CHALLENGE: Copy everything in the records below from the very start down to and including the line containing "left=574, top=118, right=706, bottom=394", with nothing changed.

Part of a data file:
==========

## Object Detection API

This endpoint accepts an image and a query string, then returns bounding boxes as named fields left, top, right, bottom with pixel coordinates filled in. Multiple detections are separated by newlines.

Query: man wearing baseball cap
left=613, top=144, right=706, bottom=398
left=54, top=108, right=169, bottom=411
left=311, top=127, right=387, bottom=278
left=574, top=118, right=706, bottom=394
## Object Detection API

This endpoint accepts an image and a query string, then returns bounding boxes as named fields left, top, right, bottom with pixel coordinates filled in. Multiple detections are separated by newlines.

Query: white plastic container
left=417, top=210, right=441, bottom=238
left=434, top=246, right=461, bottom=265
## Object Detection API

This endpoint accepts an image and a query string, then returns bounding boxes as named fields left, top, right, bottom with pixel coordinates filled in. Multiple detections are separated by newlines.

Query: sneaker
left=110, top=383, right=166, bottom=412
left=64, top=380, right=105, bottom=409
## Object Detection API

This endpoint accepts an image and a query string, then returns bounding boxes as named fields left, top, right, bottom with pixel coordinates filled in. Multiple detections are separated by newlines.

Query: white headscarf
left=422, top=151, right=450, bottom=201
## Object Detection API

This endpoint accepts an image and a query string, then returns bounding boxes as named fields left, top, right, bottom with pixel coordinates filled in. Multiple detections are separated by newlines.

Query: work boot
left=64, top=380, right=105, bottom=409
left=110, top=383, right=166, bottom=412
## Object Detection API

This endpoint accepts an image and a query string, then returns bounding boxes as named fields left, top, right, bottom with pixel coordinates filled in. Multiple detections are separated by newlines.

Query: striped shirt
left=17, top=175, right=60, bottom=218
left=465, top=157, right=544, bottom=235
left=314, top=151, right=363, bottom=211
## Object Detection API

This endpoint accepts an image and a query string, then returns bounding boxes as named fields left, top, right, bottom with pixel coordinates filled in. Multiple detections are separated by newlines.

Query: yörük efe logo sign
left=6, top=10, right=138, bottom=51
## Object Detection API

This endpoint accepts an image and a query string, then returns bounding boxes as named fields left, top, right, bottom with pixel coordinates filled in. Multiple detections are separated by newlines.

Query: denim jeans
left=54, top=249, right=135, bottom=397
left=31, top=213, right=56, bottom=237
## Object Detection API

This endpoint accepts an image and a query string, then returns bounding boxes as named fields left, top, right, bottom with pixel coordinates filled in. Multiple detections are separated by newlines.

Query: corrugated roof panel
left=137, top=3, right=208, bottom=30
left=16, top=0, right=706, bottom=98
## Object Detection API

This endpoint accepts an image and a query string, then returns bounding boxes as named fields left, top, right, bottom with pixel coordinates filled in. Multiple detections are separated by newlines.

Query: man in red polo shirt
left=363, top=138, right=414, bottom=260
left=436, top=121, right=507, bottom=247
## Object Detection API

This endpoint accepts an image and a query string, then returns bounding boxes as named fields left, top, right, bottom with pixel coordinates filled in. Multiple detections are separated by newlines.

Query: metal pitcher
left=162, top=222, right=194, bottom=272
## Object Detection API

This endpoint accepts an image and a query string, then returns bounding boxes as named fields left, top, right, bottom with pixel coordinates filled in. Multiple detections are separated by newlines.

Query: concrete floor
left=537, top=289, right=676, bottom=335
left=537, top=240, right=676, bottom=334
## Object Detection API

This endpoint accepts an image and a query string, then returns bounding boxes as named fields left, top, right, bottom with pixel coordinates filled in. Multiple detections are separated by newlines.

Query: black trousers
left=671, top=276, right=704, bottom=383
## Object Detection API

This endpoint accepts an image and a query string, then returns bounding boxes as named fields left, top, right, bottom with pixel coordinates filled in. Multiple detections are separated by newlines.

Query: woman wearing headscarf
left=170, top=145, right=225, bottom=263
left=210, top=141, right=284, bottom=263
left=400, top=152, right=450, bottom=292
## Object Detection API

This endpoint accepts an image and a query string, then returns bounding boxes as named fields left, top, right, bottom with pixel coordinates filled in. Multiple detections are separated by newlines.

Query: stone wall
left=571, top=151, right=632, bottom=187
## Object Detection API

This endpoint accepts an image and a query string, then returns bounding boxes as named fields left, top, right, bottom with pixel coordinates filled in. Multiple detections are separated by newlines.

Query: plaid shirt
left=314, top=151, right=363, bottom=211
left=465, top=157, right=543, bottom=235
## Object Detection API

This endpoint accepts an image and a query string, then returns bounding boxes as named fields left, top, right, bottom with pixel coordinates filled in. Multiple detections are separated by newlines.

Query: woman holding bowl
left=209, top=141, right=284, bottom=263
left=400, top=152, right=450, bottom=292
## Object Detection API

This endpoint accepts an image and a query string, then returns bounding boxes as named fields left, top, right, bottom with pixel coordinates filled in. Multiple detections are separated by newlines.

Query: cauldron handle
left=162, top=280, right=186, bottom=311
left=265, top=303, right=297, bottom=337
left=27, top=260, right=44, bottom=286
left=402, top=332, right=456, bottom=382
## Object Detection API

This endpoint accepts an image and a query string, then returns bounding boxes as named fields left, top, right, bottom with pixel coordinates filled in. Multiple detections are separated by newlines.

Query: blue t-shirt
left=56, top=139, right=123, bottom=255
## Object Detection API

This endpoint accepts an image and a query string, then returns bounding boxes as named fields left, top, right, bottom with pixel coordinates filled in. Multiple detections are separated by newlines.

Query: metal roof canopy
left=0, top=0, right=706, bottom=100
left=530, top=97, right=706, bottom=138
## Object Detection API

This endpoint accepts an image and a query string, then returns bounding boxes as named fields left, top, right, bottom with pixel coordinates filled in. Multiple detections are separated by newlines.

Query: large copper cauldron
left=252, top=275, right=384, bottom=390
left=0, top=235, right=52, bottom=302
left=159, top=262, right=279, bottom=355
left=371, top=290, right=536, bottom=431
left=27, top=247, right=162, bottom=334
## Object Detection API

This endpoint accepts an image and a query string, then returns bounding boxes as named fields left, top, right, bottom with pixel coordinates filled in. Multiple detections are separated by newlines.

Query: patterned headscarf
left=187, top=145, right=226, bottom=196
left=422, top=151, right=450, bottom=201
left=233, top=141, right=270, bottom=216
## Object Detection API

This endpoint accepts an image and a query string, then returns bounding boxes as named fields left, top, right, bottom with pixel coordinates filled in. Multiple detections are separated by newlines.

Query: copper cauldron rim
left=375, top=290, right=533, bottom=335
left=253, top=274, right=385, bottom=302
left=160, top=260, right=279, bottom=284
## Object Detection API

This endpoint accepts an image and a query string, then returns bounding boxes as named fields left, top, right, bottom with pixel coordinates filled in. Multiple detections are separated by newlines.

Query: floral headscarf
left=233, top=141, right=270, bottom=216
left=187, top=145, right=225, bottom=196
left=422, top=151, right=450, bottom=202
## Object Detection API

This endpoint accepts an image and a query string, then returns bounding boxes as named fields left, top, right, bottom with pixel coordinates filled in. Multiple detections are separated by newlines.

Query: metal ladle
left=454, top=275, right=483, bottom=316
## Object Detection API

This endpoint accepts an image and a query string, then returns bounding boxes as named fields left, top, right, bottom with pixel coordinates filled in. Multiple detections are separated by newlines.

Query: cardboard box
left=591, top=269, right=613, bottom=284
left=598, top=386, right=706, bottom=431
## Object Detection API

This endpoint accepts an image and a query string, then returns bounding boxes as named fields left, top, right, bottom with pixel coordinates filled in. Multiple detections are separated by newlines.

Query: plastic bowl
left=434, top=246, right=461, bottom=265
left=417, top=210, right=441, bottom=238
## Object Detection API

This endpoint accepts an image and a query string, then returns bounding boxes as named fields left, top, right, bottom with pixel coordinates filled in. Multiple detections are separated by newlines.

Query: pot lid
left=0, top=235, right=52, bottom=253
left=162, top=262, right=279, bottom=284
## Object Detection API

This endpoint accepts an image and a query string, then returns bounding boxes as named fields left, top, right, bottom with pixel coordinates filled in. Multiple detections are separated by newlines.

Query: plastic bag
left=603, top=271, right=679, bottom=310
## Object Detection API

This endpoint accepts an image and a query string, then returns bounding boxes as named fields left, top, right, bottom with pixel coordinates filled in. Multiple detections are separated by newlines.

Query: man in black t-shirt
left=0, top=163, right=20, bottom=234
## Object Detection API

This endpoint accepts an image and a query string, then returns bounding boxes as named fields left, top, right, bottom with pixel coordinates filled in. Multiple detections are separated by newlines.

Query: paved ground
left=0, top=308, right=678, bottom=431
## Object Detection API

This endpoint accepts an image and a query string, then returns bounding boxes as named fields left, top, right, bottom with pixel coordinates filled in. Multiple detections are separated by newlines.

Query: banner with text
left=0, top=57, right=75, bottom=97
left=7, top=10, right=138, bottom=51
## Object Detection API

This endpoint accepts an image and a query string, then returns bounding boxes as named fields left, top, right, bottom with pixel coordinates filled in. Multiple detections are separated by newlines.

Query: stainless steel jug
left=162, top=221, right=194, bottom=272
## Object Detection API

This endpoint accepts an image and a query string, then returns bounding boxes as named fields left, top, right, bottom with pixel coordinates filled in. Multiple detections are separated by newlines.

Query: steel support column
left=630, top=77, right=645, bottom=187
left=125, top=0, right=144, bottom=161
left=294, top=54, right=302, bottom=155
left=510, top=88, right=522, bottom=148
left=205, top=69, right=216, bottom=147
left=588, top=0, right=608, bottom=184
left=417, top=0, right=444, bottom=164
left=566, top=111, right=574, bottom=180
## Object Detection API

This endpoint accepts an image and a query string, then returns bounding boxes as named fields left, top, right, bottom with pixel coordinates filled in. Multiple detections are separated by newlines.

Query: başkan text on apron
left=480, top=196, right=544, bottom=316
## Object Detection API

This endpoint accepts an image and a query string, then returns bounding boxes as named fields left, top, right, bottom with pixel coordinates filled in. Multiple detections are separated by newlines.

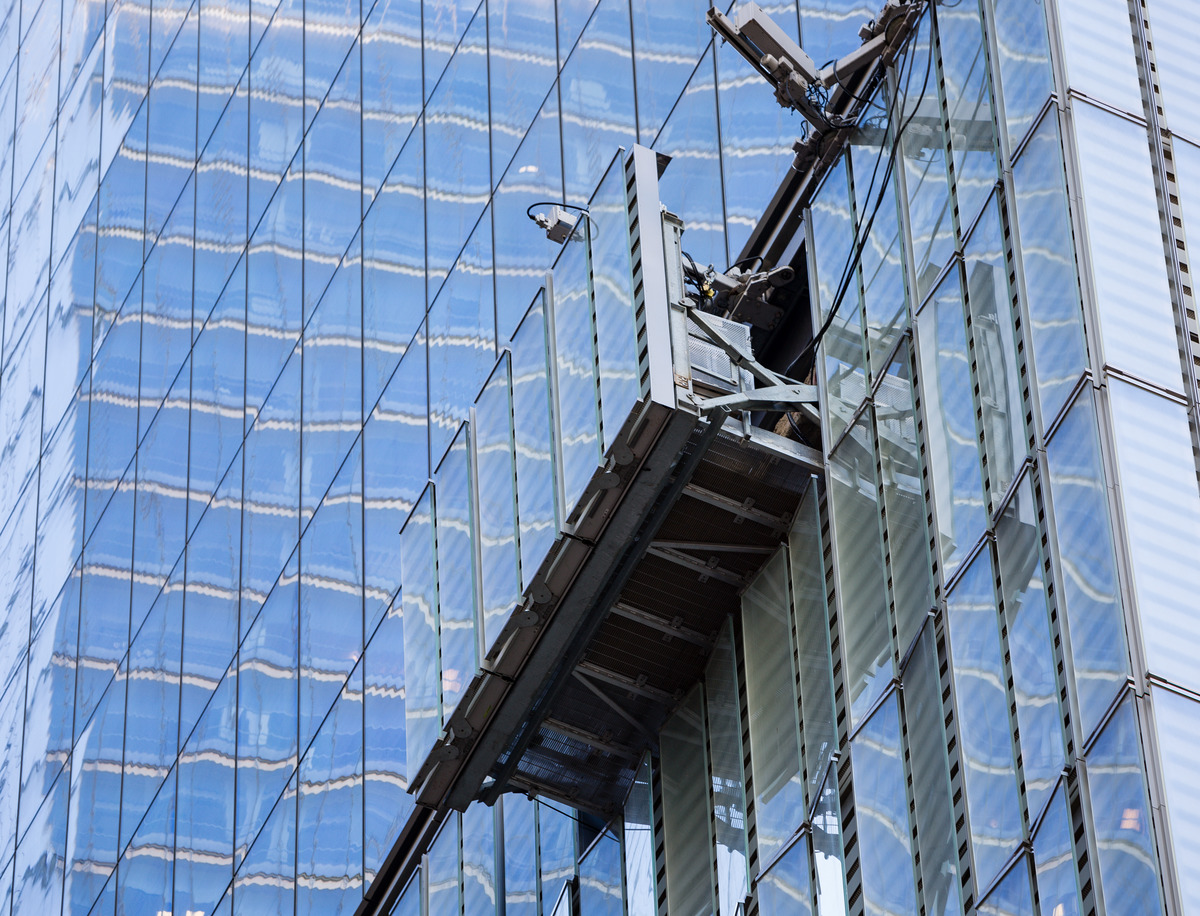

==========

ANSWER TO THIS TASK:
## Object Detection API

This endpoint accepts an image and a query string, then returns bounding boxes as named fields left, top, right, bottom with pixel coordinates filled in. Multiple detections are separated by newlines.

Query: man wearing baseball cap
left=613, top=144, right=706, bottom=398
left=54, top=108, right=169, bottom=411
left=311, top=127, right=387, bottom=278
left=574, top=118, right=706, bottom=394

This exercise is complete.